TASK REQUIREMENTS: Can you rewrite the rows below, swapping every "instance" for "occurrence" and changing nothing else? Leave the pictures out of your answer.
## Start INFORMATION SUPPLIED
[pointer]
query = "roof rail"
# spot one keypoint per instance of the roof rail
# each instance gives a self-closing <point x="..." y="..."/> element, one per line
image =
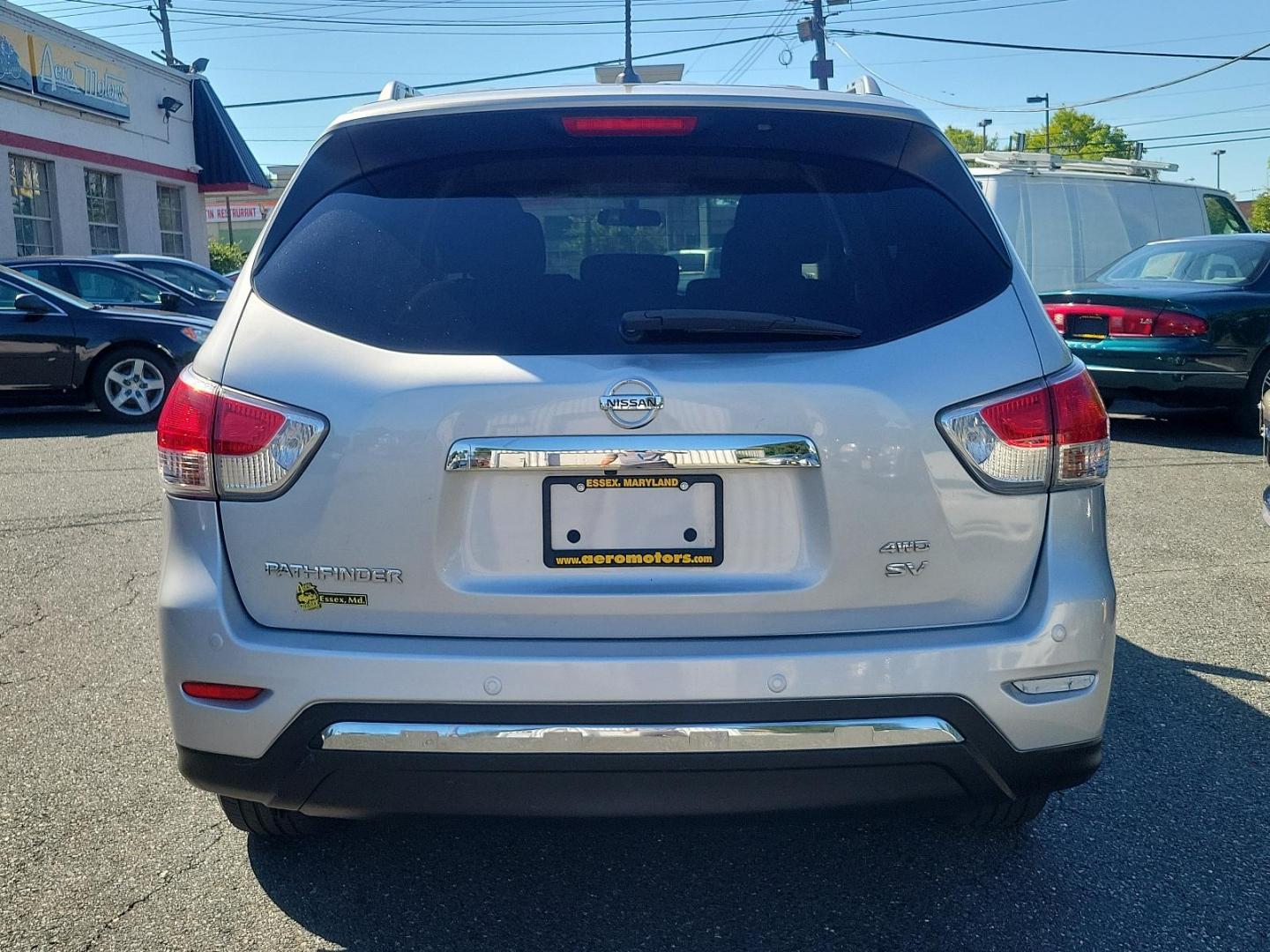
<point x="397" y="89"/>
<point x="1034" y="161"/>
<point x="1015" y="160"/>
## End INFORMATION SUPPLIED
EXERCISE RESPONSE:
[pointer]
query = "roof rail"
# spot one keypoint per occurrence of the roof rail
# each occurrence gives a self-closing <point x="..." y="..."/> element, one per line
image =
<point x="397" y="89"/>
<point x="1034" y="161"/>
<point x="1015" y="160"/>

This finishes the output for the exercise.